#### [Given exercise]
Arrange every line of the records below as a JSON list of strings, one string per line, leaving out the blank lines.

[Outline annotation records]
--- Begin ---
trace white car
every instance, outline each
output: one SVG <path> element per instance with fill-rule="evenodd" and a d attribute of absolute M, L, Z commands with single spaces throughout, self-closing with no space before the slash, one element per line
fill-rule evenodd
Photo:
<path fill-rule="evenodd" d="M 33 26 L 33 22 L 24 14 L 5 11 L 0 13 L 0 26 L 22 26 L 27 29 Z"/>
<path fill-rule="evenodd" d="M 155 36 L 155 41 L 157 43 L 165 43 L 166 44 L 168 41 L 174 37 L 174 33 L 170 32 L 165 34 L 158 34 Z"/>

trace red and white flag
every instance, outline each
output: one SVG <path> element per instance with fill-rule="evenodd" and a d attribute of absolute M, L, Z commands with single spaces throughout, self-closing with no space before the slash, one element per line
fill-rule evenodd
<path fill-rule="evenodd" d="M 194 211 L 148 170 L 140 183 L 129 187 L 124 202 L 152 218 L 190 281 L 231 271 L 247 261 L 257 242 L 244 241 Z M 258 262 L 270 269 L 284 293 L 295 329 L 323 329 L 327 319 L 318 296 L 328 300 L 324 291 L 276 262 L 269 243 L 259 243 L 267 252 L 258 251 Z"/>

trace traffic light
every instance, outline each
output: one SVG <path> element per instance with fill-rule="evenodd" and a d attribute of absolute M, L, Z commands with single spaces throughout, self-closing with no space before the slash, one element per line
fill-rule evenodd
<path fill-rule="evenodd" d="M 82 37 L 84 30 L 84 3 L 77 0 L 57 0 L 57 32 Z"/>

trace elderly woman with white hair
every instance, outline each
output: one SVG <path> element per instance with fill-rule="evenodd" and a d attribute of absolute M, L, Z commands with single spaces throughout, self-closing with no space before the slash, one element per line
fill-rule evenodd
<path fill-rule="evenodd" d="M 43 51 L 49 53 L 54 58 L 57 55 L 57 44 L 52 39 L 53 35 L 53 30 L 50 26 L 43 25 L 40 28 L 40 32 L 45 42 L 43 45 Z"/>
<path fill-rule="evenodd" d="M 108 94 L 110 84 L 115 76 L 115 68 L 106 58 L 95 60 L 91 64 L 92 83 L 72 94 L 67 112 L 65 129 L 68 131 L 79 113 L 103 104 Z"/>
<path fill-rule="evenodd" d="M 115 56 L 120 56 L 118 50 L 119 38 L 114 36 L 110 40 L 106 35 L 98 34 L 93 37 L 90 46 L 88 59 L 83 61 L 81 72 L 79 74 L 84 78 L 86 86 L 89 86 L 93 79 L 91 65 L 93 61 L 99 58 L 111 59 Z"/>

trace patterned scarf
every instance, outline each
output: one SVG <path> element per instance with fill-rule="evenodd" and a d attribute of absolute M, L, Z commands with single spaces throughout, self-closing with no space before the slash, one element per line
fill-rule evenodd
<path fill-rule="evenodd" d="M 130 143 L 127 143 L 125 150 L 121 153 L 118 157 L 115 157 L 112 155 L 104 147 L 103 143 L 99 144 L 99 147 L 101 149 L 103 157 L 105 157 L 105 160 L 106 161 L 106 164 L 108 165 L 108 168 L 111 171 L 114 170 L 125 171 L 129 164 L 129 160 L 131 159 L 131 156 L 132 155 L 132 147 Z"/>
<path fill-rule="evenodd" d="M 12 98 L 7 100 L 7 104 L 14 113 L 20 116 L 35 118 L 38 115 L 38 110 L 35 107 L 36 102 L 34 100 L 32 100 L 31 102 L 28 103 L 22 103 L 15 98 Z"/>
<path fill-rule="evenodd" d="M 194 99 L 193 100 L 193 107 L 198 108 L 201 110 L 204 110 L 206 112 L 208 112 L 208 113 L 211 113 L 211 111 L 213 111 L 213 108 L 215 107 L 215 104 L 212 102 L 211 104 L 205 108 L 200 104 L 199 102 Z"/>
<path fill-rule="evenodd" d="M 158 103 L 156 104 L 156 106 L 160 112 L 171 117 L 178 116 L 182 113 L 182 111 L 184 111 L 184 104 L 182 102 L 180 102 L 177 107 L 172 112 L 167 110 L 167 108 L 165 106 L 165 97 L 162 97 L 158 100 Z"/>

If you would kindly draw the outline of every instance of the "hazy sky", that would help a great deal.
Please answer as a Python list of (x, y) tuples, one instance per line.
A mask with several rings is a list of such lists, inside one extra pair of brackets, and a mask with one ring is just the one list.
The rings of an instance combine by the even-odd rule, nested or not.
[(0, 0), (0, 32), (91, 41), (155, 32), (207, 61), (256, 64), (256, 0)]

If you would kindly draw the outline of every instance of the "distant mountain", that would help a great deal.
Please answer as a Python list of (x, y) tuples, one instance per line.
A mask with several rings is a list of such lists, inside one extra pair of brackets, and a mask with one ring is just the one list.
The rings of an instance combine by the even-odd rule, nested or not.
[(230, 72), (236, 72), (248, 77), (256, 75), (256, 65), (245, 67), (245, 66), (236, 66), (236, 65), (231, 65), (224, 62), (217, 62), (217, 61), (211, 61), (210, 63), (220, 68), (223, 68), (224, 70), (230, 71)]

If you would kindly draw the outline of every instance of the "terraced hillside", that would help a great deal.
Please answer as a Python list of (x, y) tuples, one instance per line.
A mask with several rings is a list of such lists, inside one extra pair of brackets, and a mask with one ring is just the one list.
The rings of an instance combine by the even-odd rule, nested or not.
--- End ---
#### [Answer to the problem]
[
  "trace white car",
  "every instance, outline each",
  "output: one SVG <path> element per instance with fill-rule=\"evenodd\" and a d attribute of absolute M, L, Z commands with single spaces throughout, self-closing with no space before the slash, one element per line",
  "fill-rule evenodd",
  "Photo:",
  "<path fill-rule=\"evenodd\" d=\"M 33 26 L 33 22 L 24 14 L 5 11 L 0 13 L 0 26 L 22 26 L 27 29 Z\"/>",
  "<path fill-rule=\"evenodd\" d=\"M 155 36 L 155 41 L 157 43 L 165 43 L 166 44 L 168 41 L 174 37 L 174 33 L 170 32 L 165 34 L 158 34 Z\"/>",
  "trace red and white flag",
  "every instance, outline each",
  "output: one SVG <path> element per instance with fill-rule=\"evenodd\" and a d attribute of absolute M, L, Z commands with single spaces throughout, self-closing with no space before the slash, one element per line",
  "fill-rule evenodd",
  "<path fill-rule=\"evenodd\" d=\"M 194 211 L 148 170 L 140 183 L 129 187 L 124 202 L 152 218 L 190 281 L 231 271 L 247 261 L 257 242 L 244 241 Z M 258 262 L 270 269 L 284 293 L 295 329 L 323 329 L 327 319 L 318 296 L 328 300 L 324 291 L 276 262 L 269 243 L 259 243 L 267 252 L 258 251 Z\"/>",
  "trace traffic light",
  "every instance, outline each",
  "output: one SVG <path> element per instance with fill-rule=\"evenodd\" and a d attribute of absolute M, L, Z commands with single spaces throughout, self-closing with no space before the slash, one element per line",
  "fill-rule evenodd",
  "<path fill-rule=\"evenodd\" d=\"M 82 37 L 84 30 L 84 3 L 77 0 L 57 0 L 57 32 Z\"/>",
  "trace elderly woman with white hair",
  "every instance, outline each",
  "output: one SVG <path> element per instance with fill-rule=\"evenodd\" and a d attribute of absolute M, L, Z commands with single spaces throughout, self-closing with no space before the slash, one element per line",
  "fill-rule evenodd",
  "<path fill-rule=\"evenodd\" d=\"M 43 51 L 49 53 L 54 58 L 57 55 L 57 44 L 52 39 L 53 35 L 53 30 L 50 26 L 43 25 L 40 28 L 40 32 L 45 42 L 43 45 Z\"/>",
  "<path fill-rule=\"evenodd\" d=\"M 108 94 L 110 84 L 115 76 L 115 68 L 106 58 L 95 60 L 91 64 L 92 83 L 72 94 L 67 112 L 65 129 L 68 131 L 79 113 L 103 104 Z\"/>",
  "<path fill-rule=\"evenodd\" d=\"M 115 56 L 120 56 L 118 50 L 119 38 L 114 36 L 110 40 L 106 35 L 98 34 L 93 37 L 90 46 L 88 59 L 83 61 L 81 72 L 79 74 L 84 78 L 86 86 L 89 86 L 93 79 L 91 65 L 93 61 L 99 58 L 111 59 Z\"/>",
  "trace patterned scarf",
  "every instance, outline each",
  "output: one SVG <path> element per instance with fill-rule=\"evenodd\" and a d attribute of absolute M, L, Z commands with single spaces throughout, self-closing with no space before the slash, one element per line",
  "fill-rule evenodd",
  "<path fill-rule=\"evenodd\" d=\"M 130 143 L 127 143 L 125 150 L 121 153 L 118 157 L 115 157 L 112 155 L 104 147 L 103 143 L 99 144 L 99 147 L 101 149 L 103 157 L 105 157 L 105 160 L 106 161 L 106 164 L 108 165 L 108 168 L 111 171 L 114 170 L 125 171 L 129 164 L 129 160 L 131 159 L 131 156 L 132 155 L 132 147 Z\"/>",
  "<path fill-rule=\"evenodd\" d=\"M 12 98 L 7 100 L 7 104 L 14 113 L 20 116 L 35 118 L 38 115 L 38 110 L 35 107 L 36 102 L 34 100 L 32 100 L 31 102 L 28 103 L 22 103 L 15 98 Z\"/>",
  "<path fill-rule=\"evenodd\" d=\"M 194 99 L 193 100 L 193 107 L 198 108 L 201 110 L 204 110 L 206 112 L 208 112 L 208 113 L 211 113 L 211 111 L 213 111 L 213 108 L 215 107 L 215 104 L 212 102 L 211 104 L 205 108 L 200 104 L 199 102 Z\"/>",
  "<path fill-rule=\"evenodd\" d=\"M 158 103 L 156 104 L 156 106 L 160 112 L 171 117 L 178 116 L 182 113 L 182 111 L 184 111 L 184 104 L 182 102 L 180 102 L 177 107 L 172 112 L 167 110 L 167 108 L 165 106 L 165 97 L 162 97 L 158 100 Z\"/>",
  "If you would kindly draw the outline of every instance of the \"hazy sky\", that would help a great deal.",
  "Please answer as a Python list of (x, y) tuples, one instance per line.",
  "A mask with several rings is a list of such lists, inside one extra pair of brackets, and a mask with one ring is just the one list.",
  "The rings of an instance combine by the even-odd rule, nested or not.",
  "[(0, 0), (0, 32), (91, 41), (155, 32), (207, 61), (256, 64), (256, 0)]",
  "If you would kindly draw the outline of every instance of the \"distant mountain\", that would help a great deal.",
  "Please answer as a Python list of (x, y) tuples, one instance per line.",
  "A mask with several rings is a list of such lists, inside one extra pair of brackets, and a mask with one ring is just the one list.",
  "The rings of an instance combine by the even-odd rule, nested or not.",
  "[(230, 72), (236, 72), (248, 77), (256, 75), (256, 65), (245, 67), (245, 66), (236, 66), (236, 65), (231, 65), (224, 62), (217, 62), (217, 61), (211, 61), (210, 63), (220, 68), (223, 68), (224, 70), (230, 71)]",
  "If you would kindly draw the outline of every instance of the \"terraced hillside\", that would help a great deal.",
  "Please answer as a Python list of (x, y) tuples, one instance per line.",
  "A mask with several rings is a list of such lists, inside one extra pair of brackets, and a mask with one ring is just the one list.",
  "The rings of an instance combine by the even-odd rule, nested or not."
]